* [PREGUNTAS DE COMPRENSIÓN]:
a: Responde brevemente, según el fragmento sobre el rock:
(i) ¿Qué reclama el cantante para el sector de la cultura en España?
(ii) ¿A qué generación dice que no pertenece?
(iii) ¿Qué grupo nombra como la única excepción para subir triste al escenario?
b: Escribe una continuación del fragmento sobre el rock que siga tras su última oración.

* [TEXTO PARA REVISAR]:
________________________
Finalmente, el cantante vuelve a reclamar reconocimiento para el sector de la cultura en España: “Vale la pena recordar, e incluso demostrar, que en estos tiempos difíciles el rock es una fuerza poderosa, y la gente necesita recibir esa descarga de energía, porque el rock salva a las personas; los médicos salvan vidas, pero nosotros le hablamos a otro órgano. Mi música habla de algunos valores, pero no pertenezco a una generación de indignados, no hablo de un modo políticamente correcto; no me interesa, digo lo que tengo que decir y punto. Siempre pensé que el rock tiene que romper todos los esquemas y sobre todo transmitir un mensaje que recuerde que nadie está por encima de nadie. El rock celebra la vida y, por cierto, no entiendo a todos esos grupos que parecen enojados. Uno no puede subir triste al escenario y decir con cara de piedra que el mundo es una mierda total, salvo que el grupo se llame Sex Pistols… ¡Pero ellos lo hacían con odio y furor, porque el rock es eso y sobre todo eso!”.
________________________
[Entradas de datos guardadas]
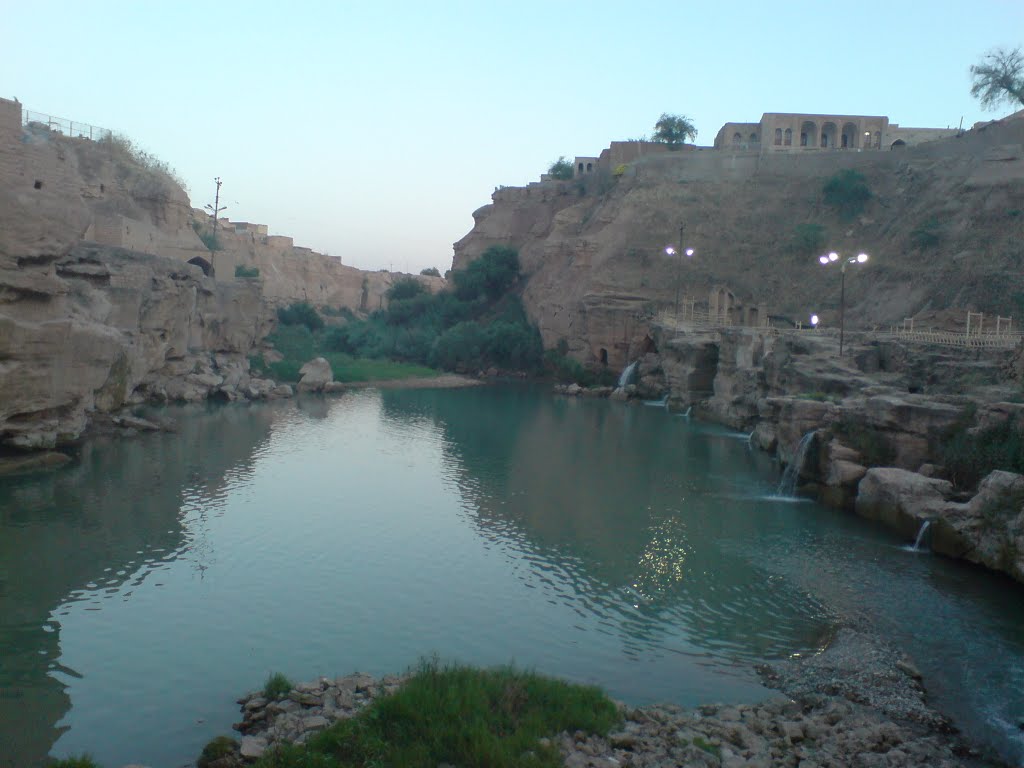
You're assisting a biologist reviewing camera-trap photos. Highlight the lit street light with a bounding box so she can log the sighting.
[818,251,868,357]
[665,224,693,317]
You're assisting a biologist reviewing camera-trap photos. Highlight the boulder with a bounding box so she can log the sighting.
[299,357,334,392]
[932,470,1024,582]
[854,467,953,541]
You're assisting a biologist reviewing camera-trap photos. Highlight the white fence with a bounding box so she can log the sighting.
[22,110,111,141]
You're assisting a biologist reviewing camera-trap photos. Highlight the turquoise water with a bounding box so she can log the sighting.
[0,387,1024,768]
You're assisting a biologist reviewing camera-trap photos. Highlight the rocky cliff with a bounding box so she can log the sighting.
[454,113,1024,369]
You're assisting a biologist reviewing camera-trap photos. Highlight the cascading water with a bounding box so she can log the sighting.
[618,360,639,389]
[911,520,932,552]
[775,430,814,499]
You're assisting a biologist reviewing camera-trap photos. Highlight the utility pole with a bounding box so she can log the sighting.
[675,224,686,319]
[203,176,227,274]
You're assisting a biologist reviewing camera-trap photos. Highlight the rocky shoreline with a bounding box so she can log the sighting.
[195,628,1005,768]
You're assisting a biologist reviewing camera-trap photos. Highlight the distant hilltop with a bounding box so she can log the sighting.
[573,112,962,180]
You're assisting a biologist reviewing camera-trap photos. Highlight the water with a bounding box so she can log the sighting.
[617,360,638,389]
[0,387,1024,768]
[774,431,814,499]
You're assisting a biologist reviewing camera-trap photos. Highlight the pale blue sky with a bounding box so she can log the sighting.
[0,0,1024,271]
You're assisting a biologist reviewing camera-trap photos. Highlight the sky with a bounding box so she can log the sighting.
[0,0,1024,272]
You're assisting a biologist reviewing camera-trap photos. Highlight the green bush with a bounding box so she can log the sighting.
[196,736,239,768]
[386,278,427,301]
[248,662,621,768]
[452,246,519,301]
[278,301,324,331]
[263,672,295,699]
[824,169,871,219]
[548,155,575,181]
[939,409,1024,489]
[46,754,99,768]
[910,216,942,251]
[793,224,825,256]
[234,264,259,279]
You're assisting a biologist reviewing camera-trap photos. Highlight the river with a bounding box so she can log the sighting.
[0,386,1024,768]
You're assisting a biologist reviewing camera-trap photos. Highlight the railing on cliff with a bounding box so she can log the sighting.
[22,110,113,141]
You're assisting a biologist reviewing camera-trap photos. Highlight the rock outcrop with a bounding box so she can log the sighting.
[0,244,273,450]
[454,114,1024,372]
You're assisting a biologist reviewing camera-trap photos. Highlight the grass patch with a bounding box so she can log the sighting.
[263,672,295,699]
[46,754,100,768]
[256,660,620,768]
[939,408,1024,489]
[249,325,437,382]
[196,736,239,768]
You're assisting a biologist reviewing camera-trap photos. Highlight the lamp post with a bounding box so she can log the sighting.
[665,224,693,317]
[818,251,868,357]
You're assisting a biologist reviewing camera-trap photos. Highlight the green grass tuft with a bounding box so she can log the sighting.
[251,660,620,768]
[263,672,295,699]
[47,753,99,768]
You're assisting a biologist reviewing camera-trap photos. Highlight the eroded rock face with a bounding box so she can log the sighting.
[931,470,1024,582]
[0,244,272,450]
[299,357,334,392]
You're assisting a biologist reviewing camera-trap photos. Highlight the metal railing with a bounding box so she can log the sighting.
[22,110,112,141]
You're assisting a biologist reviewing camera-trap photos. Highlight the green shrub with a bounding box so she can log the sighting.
[386,278,427,301]
[939,409,1024,489]
[249,662,620,768]
[453,246,519,301]
[234,264,259,280]
[824,169,871,219]
[278,301,324,331]
[548,155,575,181]
[793,223,825,256]
[46,754,99,768]
[196,736,239,768]
[910,216,942,251]
[263,672,295,699]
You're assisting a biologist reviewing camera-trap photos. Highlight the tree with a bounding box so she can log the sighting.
[971,48,1024,110]
[548,155,575,181]
[650,113,697,150]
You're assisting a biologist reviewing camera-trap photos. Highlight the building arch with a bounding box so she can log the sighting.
[800,120,818,146]
[188,256,213,278]
[821,121,839,150]
[840,123,859,150]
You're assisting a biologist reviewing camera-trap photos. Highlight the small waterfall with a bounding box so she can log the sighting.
[912,520,932,552]
[775,430,814,499]
[618,360,639,389]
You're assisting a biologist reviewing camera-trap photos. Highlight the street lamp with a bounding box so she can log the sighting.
[818,256,868,357]
[665,224,693,317]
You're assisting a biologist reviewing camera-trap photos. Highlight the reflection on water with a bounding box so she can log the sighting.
[0,387,1024,766]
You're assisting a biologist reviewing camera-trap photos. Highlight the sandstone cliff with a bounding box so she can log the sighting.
[454,113,1024,369]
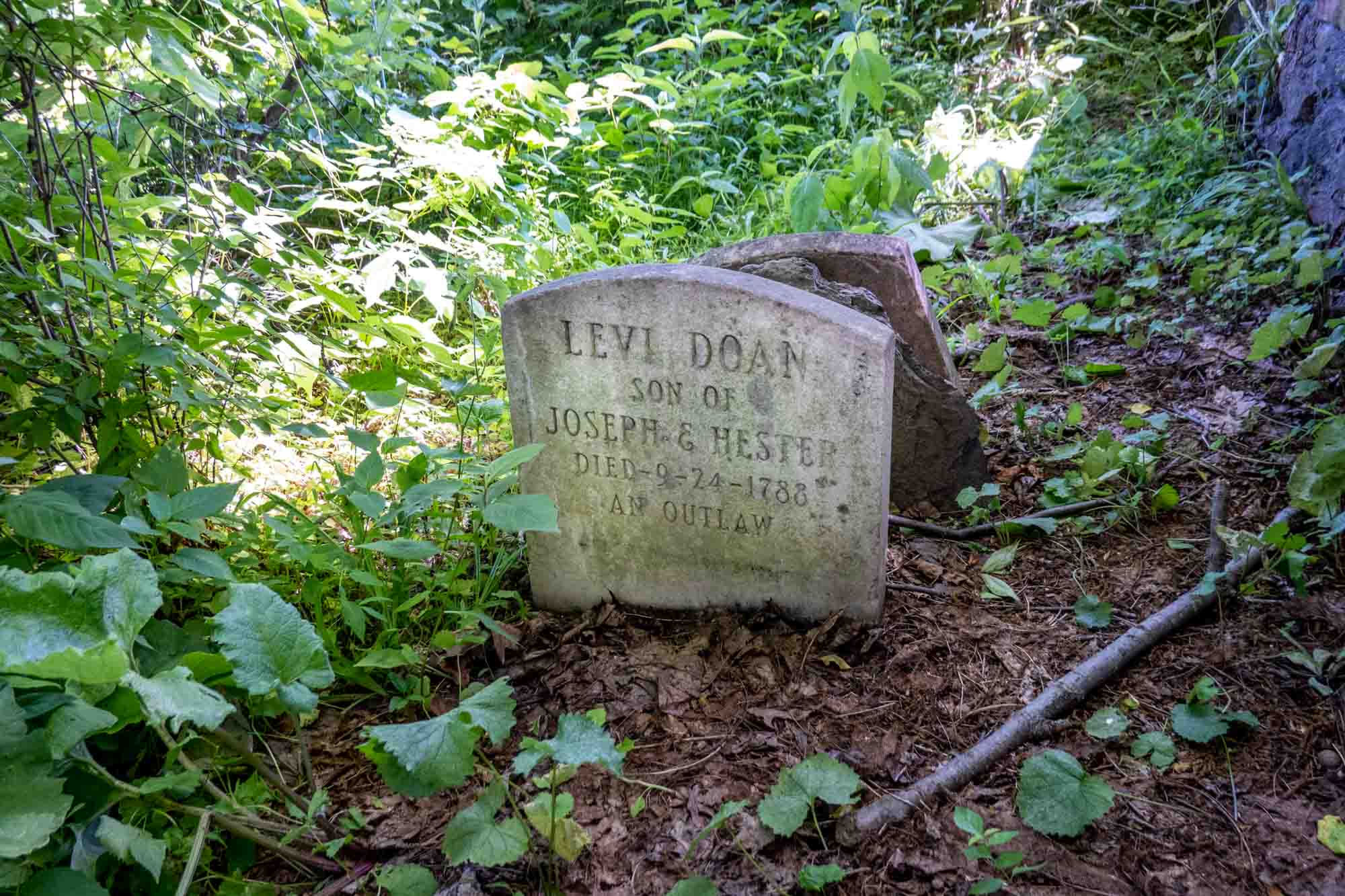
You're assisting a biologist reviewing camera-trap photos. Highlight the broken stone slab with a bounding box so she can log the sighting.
[697,234,989,516]
[503,265,896,620]
[691,233,958,386]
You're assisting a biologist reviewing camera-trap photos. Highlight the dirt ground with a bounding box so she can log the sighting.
[253,276,1345,896]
________________________
* [RESPUESTAS ESPERADAS]:
a:
(i) Reconocimiento.
(ii) A una generación de indignados.
(iii) Sex Pistols.

b:
Loquillo piensa que el Covid marcó el final del siglo XX y que el rock se convirtió en la música clásica del siglo XXI. En su opinión, el rock perdió esa cualidad que tenía, de ser una especie de banda de sonido de los grandes cambios del mundo, y ya no concita el interés de las nuevas generaciones. Pero no pierde la esperanza: “Mientras en algún lado haya un chico que lleve adentro el odio y el furor de Shakespeare, seguirá habiendo rock, más allá de la forma en que se exprese”.
Para exorcizar la epidemia y no enloquecer, durante la primera cuarentena dejó de lado un tiempo el rock –obligado por el cierre de los grandes auditorios– y presentó un espectáculo original de poesía contemporánea acompañada por músicos de jazz: “¡De ninguna manera iba a hacer una versión acústica de mis canciones!”, bromea.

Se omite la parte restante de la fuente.